◆ Object detection data ◆

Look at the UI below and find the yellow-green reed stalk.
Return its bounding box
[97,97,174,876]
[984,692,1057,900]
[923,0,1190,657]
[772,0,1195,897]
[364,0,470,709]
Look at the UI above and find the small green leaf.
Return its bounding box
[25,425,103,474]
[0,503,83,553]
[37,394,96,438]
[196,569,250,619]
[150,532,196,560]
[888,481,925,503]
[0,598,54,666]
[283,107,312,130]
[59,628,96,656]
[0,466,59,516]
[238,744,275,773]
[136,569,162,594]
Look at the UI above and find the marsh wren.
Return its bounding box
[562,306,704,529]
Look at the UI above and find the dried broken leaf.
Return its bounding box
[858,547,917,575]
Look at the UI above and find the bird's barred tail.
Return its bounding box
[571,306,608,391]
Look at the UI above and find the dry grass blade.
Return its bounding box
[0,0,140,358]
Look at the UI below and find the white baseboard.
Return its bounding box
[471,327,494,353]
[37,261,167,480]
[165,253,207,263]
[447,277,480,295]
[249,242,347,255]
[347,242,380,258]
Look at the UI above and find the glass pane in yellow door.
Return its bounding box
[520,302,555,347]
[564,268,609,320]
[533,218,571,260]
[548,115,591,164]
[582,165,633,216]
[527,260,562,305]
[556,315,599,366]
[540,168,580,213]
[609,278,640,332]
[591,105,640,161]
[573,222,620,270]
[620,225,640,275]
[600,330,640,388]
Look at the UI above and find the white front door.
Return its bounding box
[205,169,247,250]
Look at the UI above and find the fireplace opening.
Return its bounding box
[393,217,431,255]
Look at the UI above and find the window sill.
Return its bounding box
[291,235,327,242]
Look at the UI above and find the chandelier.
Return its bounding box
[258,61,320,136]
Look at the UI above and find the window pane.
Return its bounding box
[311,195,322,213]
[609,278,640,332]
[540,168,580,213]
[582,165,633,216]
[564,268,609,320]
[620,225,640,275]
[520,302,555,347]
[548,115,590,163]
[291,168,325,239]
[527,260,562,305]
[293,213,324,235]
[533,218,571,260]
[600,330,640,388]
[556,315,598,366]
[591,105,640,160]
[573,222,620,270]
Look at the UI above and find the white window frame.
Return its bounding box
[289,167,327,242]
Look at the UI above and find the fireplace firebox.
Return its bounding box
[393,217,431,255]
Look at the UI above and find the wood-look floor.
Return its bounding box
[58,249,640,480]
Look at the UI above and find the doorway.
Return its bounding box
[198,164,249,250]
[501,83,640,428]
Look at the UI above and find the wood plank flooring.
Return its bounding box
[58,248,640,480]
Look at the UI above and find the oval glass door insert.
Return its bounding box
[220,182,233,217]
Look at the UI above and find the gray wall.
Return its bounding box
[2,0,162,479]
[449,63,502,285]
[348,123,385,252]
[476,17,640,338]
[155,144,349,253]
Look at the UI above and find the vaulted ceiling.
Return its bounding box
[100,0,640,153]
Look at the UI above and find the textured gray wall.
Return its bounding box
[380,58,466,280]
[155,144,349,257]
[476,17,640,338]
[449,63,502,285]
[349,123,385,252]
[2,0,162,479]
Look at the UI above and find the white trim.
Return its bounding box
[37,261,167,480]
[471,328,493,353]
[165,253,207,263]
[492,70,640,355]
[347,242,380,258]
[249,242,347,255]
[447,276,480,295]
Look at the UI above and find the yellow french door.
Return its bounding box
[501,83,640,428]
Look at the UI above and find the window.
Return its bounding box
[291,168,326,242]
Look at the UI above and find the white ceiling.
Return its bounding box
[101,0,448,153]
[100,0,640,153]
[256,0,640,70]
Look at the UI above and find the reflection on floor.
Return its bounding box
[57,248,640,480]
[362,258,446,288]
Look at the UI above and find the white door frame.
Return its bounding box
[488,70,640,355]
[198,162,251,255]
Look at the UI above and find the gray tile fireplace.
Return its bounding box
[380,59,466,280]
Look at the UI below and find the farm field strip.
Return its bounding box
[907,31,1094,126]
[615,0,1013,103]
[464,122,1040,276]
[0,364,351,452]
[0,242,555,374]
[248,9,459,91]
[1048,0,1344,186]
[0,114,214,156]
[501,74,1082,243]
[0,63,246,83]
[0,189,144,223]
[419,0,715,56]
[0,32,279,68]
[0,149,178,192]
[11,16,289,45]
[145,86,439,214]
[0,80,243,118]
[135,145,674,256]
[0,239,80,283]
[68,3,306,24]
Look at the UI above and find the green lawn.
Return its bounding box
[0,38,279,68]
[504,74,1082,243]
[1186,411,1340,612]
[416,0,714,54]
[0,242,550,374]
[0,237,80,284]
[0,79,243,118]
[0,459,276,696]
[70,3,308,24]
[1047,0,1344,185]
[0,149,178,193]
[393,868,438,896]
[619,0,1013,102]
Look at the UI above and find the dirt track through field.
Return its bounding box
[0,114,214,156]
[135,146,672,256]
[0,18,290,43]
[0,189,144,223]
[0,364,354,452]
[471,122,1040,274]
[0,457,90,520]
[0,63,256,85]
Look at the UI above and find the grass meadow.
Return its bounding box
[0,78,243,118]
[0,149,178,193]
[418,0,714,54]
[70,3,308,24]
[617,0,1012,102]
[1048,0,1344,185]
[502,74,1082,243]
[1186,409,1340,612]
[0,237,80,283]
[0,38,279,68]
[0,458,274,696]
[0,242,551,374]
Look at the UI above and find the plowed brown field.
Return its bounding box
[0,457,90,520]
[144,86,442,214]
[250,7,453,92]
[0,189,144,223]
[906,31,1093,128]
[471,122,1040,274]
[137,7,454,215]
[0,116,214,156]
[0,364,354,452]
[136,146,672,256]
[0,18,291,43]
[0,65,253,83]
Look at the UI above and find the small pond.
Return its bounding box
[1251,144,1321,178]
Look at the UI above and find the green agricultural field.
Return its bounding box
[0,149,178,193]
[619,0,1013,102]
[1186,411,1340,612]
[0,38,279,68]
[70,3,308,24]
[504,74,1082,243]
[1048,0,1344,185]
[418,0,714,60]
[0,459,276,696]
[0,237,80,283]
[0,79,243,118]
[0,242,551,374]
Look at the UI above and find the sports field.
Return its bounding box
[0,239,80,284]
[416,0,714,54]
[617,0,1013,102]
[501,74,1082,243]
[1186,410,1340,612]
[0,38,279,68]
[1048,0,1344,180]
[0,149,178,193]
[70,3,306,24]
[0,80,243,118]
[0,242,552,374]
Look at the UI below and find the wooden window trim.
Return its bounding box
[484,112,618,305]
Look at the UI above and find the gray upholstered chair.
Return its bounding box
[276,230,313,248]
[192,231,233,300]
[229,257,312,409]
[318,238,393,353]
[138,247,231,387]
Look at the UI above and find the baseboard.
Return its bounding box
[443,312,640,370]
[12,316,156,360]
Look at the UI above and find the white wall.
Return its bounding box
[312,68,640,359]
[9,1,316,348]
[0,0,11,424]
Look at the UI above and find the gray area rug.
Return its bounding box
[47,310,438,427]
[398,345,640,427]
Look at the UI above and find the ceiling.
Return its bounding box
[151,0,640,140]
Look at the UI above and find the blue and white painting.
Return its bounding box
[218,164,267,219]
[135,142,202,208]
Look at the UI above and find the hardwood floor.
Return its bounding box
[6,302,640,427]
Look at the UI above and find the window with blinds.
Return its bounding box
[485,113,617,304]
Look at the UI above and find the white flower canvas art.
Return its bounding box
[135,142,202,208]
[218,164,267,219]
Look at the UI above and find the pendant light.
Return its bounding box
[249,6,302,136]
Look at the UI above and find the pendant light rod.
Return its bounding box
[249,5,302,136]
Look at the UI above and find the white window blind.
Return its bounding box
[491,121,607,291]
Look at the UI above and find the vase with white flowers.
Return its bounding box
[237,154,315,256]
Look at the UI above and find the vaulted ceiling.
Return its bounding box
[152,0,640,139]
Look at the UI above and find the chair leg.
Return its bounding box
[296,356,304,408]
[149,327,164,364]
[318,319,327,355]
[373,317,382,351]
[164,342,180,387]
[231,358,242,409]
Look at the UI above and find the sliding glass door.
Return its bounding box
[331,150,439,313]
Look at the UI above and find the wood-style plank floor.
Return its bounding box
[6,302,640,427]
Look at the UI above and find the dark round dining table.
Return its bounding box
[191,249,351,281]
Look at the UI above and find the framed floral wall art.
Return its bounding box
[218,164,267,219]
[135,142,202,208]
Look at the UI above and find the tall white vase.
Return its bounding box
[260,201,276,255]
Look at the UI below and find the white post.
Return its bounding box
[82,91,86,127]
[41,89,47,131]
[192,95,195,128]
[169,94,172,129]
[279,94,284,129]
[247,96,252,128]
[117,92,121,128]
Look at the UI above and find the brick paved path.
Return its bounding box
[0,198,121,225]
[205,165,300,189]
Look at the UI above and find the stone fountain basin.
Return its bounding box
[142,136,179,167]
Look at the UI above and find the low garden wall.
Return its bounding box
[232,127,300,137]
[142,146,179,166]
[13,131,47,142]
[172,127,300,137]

◆ GIVEN EXERCISE ◆
Starting with the line with "Look at the UI above and find the chandelier." and going on through the line with "[256,0,640,70]", write those lines out again with "white" renamed to "ivory" everywhere and nothing else changed.

◆ FINISHED ANSWER ◆
Look at the UI above and find the chandelier.
Return its bounding box
[258,61,320,136]
Look at the UI above and find the window pane.
Return its bounding box
[311,195,322,213]
[609,278,640,332]
[540,168,580,213]
[582,165,633,216]
[564,268,609,320]
[620,225,640,275]
[520,302,555,347]
[548,115,590,163]
[291,168,325,239]
[527,260,562,305]
[293,213,324,235]
[533,218,571,260]
[600,330,640,388]
[556,315,598,366]
[591,105,640,160]
[573,222,620,270]
Look at the UI above and find the ivory window frame.
Return its bounding box
[289,167,327,242]
Look at the UI above and find the fireplace firebox.
Return its bounding box
[393,217,431,255]
Look at the UI above and find the wood-look floor.
Return its bounding box
[58,249,640,480]
Look at the UI above and find the doorway.
Return its bounding box
[198,164,249,250]
[501,83,640,428]
Look at the UI above and find the wood plank flooring.
Return its bounding box
[58,248,640,480]
Look at the UI above and find the oval glass door insert.
Return its bounding box
[220,182,233,217]
Look at the UI above and find the gray wall.
Return its bounding box
[2,0,162,479]
[449,63,502,285]
[348,123,385,252]
[476,17,640,338]
[155,144,349,253]
Look at the UI above and find the vaulted ceiling.
Return its bounding box
[100,0,640,153]
Look at the UI above and find the textured gray wall.
Return its bounding box
[380,58,466,280]
[155,144,349,257]
[476,17,640,338]
[449,63,502,285]
[349,123,385,252]
[2,0,162,479]
Look at the UI above and find the ivory trim.
Return its bounding box
[37,261,167,480]
[471,328,493,353]
[165,253,207,263]
[492,70,640,355]
[347,242,380,258]
[249,242,347,255]
[447,276,480,295]
Look at the UI above and find the yellow french door.
Return its bounding box
[501,83,640,428]
Look at the UI above and find the window.
Return its bounding box
[291,168,326,242]
Look at the UI above and find the ivory ceiling.
Return its bounding box
[101,0,448,153]
[100,0,640,153]
[256,0,640,70]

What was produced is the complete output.